Text segment START

Ecoregion in eastern Africa

The Itigi-Sumbu thicket is an ecoregion consisting of two small areas of thick shrubland in Tanzania, Zambia and the adjacent Democratic Republic of the Congo, in East Africa. The floral community of dense deciduous brush is unique, with many endemic species, and almost no transition zone between it and the surrounding dry miombo woodlands. The distinctive nature of this small region is partly due to its setting on dry alluvial soil over a hard duricrust, while the surrounding areas are rocky hills and plateaus.

==Location and description==
The thickets are found in the flatland between Lake Mweru Wantipa and Lake Tanganyika in Zambia (between 950 and 1,200 m above sea level), and near the town of Itigi in the Itigi District of Tanzania. The climate consists of a cool dry season from May to August, a hot dry season from August to November, and a rainy season from November to April.

==Climate==
The climate of the ecoregion is hot semi-arid (Köppen climate classification (BSh)). This climate is characteristic of steppes, with hot summers and cool or mild winters, and minimal precipitation. The dry season (May to October) averages 20 - 27 C, with the wet season rising above 30 C. The rainy season is November to April. Rainfall differs in the two different sites of this ecoregion, averaging 1,400 mm per year in the Zambian site, but less than 500 mm per year in the Tanzanian site.

==Flora==
The extremely dense, impenetrable Itigi deciduous thicket is a unique mixture of over 100 species of woody shrubs 3 to 5 m high. Characteristic species are two species of Baphia (Baphia burttii and Baphia massaiensis), Bussea massaiensis, Burttia prunoides, Combretum celastroides (a type of bushwillow), Grewia burttii, Pseudoprosopsis fischeri, and Tapiphyllum floribundum.

==Fauna==
Traditionally a habitat of elephant and black rhino, the area is vulnerable to poaching and rhinos have been eradicated from the area.
The thickets are also home to three endemic reptiles – the Urungu beaked snake (Rhinotyphlops gracilis), four-fingered skink (Sepsina tetradactyla), and Johnston's long-tailed lizard (Latastia johnstonii).

==Threats and preservation==
The thickets are being extensively cleared for firewood and for cultivation as the populations of the two countries grow, with 50% gone in Tanzania (which is unprotected) and 70% in Zambia, which does have some protection in the Mweru Wantipa National Park. The largest blocks of thicket remain on the northern shores of Lake Mweru Wantipa and in the eastern portion of the Zambian Itigi thicket.

A 2017 assessment found that 3,797 km2, or 35%, of the ecoregion is in protected areas. Protected areas include:
- Mweru Wantipa National Park,
- Nsumbu National Park, and
- Kaputa Game Management Area in Zambia.

Text segment END
Data excerpts START

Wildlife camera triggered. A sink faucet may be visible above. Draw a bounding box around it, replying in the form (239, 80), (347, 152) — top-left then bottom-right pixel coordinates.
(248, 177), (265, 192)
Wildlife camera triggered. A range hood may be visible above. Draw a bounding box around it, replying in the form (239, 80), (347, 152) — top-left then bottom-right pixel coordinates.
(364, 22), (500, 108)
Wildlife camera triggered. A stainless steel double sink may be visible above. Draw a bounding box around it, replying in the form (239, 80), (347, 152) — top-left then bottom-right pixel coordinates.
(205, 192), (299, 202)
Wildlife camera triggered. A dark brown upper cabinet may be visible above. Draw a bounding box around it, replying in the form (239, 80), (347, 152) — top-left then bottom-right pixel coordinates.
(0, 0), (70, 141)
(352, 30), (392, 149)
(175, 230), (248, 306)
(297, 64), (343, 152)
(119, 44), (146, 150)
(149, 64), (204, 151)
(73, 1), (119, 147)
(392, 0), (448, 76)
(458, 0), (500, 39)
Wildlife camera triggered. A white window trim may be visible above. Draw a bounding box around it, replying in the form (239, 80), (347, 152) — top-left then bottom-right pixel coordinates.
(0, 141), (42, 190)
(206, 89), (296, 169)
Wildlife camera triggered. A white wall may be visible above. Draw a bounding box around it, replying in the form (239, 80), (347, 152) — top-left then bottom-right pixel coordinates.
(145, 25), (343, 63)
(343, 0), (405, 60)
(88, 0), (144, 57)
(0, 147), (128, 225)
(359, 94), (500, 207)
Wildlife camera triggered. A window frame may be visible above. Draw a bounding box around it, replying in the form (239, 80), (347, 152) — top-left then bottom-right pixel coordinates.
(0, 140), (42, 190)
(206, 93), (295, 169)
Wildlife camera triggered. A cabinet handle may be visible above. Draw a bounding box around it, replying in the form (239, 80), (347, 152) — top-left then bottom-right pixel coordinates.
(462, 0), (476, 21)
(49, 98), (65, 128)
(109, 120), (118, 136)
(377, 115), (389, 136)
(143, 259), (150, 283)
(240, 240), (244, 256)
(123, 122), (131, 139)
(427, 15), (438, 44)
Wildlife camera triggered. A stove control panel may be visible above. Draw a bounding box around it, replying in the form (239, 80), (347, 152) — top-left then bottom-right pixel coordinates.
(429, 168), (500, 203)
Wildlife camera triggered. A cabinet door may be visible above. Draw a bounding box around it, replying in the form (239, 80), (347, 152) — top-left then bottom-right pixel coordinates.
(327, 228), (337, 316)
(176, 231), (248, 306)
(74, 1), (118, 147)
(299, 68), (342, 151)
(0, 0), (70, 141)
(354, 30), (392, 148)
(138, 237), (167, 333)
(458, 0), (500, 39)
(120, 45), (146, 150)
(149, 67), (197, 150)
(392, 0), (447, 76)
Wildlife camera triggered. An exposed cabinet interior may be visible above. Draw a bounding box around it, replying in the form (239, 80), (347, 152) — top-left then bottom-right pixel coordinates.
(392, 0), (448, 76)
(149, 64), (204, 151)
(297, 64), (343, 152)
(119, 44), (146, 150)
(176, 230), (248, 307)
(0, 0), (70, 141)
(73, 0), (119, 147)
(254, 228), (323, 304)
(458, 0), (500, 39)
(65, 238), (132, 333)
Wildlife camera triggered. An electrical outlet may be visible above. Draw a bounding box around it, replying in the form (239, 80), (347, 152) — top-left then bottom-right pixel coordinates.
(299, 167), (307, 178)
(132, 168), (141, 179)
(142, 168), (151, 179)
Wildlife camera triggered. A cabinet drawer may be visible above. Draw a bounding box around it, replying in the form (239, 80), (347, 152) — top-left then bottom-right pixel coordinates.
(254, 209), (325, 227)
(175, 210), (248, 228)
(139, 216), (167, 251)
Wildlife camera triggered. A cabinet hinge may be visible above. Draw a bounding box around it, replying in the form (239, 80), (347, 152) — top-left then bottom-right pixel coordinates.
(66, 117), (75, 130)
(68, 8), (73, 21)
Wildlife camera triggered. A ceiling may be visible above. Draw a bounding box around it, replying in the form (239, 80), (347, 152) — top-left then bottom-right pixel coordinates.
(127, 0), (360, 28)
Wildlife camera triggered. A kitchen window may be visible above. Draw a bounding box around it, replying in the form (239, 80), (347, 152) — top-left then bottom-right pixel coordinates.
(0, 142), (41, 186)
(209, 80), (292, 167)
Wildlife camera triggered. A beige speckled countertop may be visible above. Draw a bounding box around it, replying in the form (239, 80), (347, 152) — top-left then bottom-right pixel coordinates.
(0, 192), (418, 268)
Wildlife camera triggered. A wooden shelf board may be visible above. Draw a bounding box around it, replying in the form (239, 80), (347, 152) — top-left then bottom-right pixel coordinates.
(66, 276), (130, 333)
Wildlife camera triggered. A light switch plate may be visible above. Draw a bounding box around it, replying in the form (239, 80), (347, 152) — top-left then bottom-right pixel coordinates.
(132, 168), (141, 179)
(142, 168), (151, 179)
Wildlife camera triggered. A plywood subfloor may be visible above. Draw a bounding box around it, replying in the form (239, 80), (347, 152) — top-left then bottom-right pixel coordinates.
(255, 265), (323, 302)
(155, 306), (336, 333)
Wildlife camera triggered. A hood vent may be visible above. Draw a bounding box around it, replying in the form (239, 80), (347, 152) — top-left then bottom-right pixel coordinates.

Data excerpts END

Task requirements:
Please rewrite the stretch of the Itigi-Sumbu thicket text from "The Itigi-Sumbu thicket" through "from November to April.", putting "lowland" in place of "flatland".

Answer box:
The Itigi-Sumbu thicket is an ecoregion consisting of two small areas of thick shrubland in Tanzania, Zambia and the adjacent Democratic Republic of the Congo, in East Africa. The floral community of dense deciduous brush is unique, with many endemic species, and almost no transition zone between it and the surrounding dry miombo woodlands. The distinctive nature of this small region is partly due to its setting on dry alluvial soil over a hard duricrust, while the surrounding areas are rocky hills and plateaus.

==Location and description==
The thickets are found in the lowland between Lake Mweru Wantipa and Lake Tanganyika in Zambia (between 950 and 1,200 m above sea level), and near the town of Itigi in the Itigi District of Tanzania. The climate consists of a cool dry season from May to August, a hot dry season from August to November, and a rainy season from November to April.